■ WORK INSTRUCTION A ■
In the passage about Behan's arrival in New York, what did he wear in his right lapel?
■ WORK INSTRUCTION B ■
Extract verbatim from the passage about Behan's arrival in New York: begin at the words that contain "Wearing a dark" and stop after "invigorated by them.".
■ WORK INSTRUCTION C ■
Write what comes next in the passage about Behan's arrival in New York, picking up after its final sentence.

==== DOCUMENT SEGMENT

Don't speak of your Protestant minister,
Nor of his church without meaning or faith,
For the foundation stone of his temple
Was the bollocks of Henry VIII

Two months earlier, his arrival at Idlewild Airport in New York had been greeted by a phalanx of paparazzi. Practiced in the art of the photo opportunity, he paused on the steps of the Aer Lingus Irish International Airlines Lockheed Constellation to give them their picture.

Wearing a dark brown, two-tone suit, with an "Up Down" rosette in his right lapel, he began the process of promoting the Broadway premiere of The Hostage, firing off one-liners.

"One of the policemen just said to me that being a celebrity I was probably well accustomed to a police escort. 'Yes,' says I, 'though usually with handcuffs'."

Many arrive in New York and are cowed by the bright lights; Behan was invigorated by them.

"Politicians who call upon the people for sacrifice and duty to their country are dangerous," he said. "They are entitled to six ounces of lead between the eyes – not in the brain because they have no brains."

========
==== LISTED RECORDS

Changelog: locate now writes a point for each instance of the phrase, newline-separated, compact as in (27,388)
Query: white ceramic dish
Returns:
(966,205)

========
==== LISTED RECORDS

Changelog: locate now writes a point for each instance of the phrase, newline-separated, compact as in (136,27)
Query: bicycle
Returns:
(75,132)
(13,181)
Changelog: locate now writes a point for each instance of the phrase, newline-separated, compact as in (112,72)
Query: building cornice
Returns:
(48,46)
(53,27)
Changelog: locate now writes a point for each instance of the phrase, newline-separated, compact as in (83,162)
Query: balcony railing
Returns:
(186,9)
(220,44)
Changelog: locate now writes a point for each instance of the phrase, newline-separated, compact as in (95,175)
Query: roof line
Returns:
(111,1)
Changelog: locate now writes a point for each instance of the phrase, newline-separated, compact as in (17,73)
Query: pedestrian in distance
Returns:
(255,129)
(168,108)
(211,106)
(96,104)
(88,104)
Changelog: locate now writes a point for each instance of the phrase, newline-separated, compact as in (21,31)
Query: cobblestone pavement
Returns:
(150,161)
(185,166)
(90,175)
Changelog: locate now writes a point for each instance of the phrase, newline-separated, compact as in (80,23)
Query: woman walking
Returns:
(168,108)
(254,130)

========

■ WRITTEN ANSWER A ■
An "Up Down" rosette.

■ WRITTEN ANSWER B ■
Wearing a dark brown, two-tone suit, with an "Up Down" rosette in his right lapel, he began the process of promoting the Broadway premiere of The Hostage, firing off one-liners.

"One of the policemen just said to me that being a celebrity I was probably well accustomed to a police escort. 'Yes,' says I, 'though usually with handcuffs'."

Many arrive in New York and are cowed by the bright lights; Behan was invigorated by them.

■ WRITTEN ANSWER C ■
The reporters lapped this up and so it began. A love affair between a playwright and a city. It would last just under three years during which Behan spent 14 months of his life in New York and travelling around America, Canada and Mexico.

Although he was sober on arrival and on his final departure in the summer of 1963, the times in between were very often drunken, usually hallmarked by mayhem, and almost certainly contributed to his premature death on March 20, 1964.

At the height of his success, he was chased through the streets of Greenwich Village by an up-and-coming singer-songwriter named Bob Dylan who simply wanted to touch the hem of Behan's garment. The Dubliner was so drunk he couldn't speak to the earnest young man from Minnesota and eventually collapsed on to the floor of the White Horse bar, a not abnormal position for him.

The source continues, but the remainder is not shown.